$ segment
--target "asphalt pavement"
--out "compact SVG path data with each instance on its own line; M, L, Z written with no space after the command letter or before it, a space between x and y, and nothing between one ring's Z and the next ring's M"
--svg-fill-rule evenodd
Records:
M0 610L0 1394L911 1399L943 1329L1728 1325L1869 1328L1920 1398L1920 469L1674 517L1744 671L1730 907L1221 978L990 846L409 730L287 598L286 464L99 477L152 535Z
○ ○ ○ ○ ○
Try it — Copy out all of the data. Keep every word unchanged.

Exercise answer —
$ segment
--target "asphalt pavement"
--out "compact SVG path data with each instance on its own line; M, L, Z written with no space after the command letter or before it, a space between x and y, and nothing between one ring's Z and the next ring's M"
--svg-fill-rule evenodd
Records:
M0 610L0 1394L911 1399L943 1329L1728 1325L1869 1328L1920 1398L1920 469L1674 517L1744 671L1730 907L1221 978L990 846L409 730L287 598L286 464L99 477L152 535Z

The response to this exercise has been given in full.